-------- TASK INPUT --------
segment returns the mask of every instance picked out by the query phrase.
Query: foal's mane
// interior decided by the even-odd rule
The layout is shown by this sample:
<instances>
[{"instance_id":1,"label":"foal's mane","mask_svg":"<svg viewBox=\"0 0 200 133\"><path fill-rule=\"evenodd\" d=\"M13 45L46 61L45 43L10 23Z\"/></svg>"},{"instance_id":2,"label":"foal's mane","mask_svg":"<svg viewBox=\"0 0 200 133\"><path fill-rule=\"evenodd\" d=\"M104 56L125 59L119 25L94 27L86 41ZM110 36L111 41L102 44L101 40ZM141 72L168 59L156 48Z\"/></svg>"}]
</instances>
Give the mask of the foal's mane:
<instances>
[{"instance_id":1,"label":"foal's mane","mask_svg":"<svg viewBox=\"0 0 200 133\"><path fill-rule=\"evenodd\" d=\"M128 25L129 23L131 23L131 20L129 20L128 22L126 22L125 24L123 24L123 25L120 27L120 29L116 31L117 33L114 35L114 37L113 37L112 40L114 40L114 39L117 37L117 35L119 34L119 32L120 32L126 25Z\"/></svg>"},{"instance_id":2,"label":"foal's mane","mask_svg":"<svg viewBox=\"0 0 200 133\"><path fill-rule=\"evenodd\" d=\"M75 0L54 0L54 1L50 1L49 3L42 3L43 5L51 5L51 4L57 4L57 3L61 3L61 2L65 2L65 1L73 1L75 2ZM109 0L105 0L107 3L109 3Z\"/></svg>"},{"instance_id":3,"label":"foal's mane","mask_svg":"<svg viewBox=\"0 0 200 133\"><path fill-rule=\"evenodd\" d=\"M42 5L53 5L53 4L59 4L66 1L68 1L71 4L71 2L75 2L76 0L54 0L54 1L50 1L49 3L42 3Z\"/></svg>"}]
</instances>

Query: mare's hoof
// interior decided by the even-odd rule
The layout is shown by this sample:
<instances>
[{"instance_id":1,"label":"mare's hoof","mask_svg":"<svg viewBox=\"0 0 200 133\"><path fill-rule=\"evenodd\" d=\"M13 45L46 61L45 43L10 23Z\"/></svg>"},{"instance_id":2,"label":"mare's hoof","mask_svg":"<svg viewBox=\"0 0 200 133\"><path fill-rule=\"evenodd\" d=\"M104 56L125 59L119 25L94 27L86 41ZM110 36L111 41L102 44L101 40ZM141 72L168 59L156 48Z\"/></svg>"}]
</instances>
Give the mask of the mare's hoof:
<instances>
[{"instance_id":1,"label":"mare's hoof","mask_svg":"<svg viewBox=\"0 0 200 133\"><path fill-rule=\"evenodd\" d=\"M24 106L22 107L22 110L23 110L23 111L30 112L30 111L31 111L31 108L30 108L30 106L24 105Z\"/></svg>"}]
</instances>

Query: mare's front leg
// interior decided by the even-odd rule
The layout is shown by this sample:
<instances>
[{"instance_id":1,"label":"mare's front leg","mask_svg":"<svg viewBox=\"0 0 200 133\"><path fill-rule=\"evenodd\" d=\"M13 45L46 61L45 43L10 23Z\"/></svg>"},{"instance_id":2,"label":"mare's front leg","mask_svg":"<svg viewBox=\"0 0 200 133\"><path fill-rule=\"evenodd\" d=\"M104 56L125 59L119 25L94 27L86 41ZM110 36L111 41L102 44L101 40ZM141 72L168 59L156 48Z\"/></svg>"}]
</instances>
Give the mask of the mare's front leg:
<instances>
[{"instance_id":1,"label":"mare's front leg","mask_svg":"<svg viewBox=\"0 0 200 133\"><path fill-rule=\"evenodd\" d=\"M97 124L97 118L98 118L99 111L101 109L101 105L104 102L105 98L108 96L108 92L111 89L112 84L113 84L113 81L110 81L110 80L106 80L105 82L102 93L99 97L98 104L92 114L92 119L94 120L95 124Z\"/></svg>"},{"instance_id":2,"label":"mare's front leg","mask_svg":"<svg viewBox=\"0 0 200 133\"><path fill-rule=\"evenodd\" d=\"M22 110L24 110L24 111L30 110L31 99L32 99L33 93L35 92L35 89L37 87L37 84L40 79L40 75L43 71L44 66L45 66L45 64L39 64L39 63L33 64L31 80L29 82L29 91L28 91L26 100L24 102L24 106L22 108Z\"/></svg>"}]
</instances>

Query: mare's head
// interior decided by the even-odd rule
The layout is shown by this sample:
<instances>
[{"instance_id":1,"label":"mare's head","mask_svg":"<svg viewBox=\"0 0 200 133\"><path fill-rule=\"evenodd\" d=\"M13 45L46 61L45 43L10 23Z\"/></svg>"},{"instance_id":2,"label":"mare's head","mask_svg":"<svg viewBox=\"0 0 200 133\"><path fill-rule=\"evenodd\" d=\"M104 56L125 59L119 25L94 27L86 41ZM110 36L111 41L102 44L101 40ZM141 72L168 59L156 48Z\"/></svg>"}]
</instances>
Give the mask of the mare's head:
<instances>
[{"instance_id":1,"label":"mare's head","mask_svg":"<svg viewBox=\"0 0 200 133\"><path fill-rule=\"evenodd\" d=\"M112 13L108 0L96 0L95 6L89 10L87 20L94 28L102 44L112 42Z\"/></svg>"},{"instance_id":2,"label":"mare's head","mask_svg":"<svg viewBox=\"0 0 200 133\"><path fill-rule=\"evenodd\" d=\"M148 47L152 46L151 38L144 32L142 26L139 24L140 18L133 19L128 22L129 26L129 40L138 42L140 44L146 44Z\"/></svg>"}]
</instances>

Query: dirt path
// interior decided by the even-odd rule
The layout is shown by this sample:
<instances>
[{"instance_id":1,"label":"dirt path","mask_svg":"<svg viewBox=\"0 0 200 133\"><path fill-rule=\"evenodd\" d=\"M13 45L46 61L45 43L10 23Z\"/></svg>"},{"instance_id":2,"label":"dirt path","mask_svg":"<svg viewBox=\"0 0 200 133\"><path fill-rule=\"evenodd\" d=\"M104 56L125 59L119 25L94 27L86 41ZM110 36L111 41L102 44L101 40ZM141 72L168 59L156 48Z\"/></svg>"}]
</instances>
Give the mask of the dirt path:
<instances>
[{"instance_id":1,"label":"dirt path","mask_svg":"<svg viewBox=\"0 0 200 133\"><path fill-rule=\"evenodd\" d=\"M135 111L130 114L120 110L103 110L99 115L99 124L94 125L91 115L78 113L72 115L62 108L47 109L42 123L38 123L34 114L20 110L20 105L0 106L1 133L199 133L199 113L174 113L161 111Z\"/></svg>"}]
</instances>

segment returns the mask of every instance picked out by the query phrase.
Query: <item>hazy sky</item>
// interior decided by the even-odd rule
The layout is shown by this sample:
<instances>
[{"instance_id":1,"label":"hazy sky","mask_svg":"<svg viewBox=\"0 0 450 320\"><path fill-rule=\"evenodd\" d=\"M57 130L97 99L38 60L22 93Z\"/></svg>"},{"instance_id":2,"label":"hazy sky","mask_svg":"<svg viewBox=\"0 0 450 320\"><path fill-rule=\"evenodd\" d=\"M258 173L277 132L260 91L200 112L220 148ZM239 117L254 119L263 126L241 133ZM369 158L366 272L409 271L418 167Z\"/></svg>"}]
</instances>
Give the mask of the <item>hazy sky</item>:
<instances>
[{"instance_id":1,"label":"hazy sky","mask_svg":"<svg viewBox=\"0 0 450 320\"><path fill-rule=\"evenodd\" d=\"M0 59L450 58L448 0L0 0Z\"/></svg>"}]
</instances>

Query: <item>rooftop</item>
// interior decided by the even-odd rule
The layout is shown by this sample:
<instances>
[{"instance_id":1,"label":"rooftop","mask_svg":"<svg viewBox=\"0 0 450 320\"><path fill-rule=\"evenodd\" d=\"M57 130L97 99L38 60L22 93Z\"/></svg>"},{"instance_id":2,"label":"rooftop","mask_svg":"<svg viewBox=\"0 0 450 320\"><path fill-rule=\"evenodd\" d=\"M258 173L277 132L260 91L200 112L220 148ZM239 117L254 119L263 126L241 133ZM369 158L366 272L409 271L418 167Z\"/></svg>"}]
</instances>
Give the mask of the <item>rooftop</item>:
--------
PROBLEM DESCRIPTION: Look through the records for the word "rooftop". Every line that has it should be copied.

REPLY TO THE TASK:
Query: <item>rooftop</item>
[{"instance_id":1,"label":"rooftop","mask_svg":"<svg viewBox=\"0 0 450 320\"><path fill-rule=\"evenodd\" d=\"M57 130L97 99L38 60L22 93Z\"/></svg>"},{"instance_id":2,"label":"rooftop","mask_svg":"<svg viewBox=\"0 0 450 320\"><path fill-rule=\"evenodd\" d=\"M258 173L277 132L260 91L200 112L220 148ZM239 117L254 119L263 126L241 133ZM369 158L366 272L409 271L418 167Z\"/></svg>"}]
Give the mask of the <item>rooftop</item>:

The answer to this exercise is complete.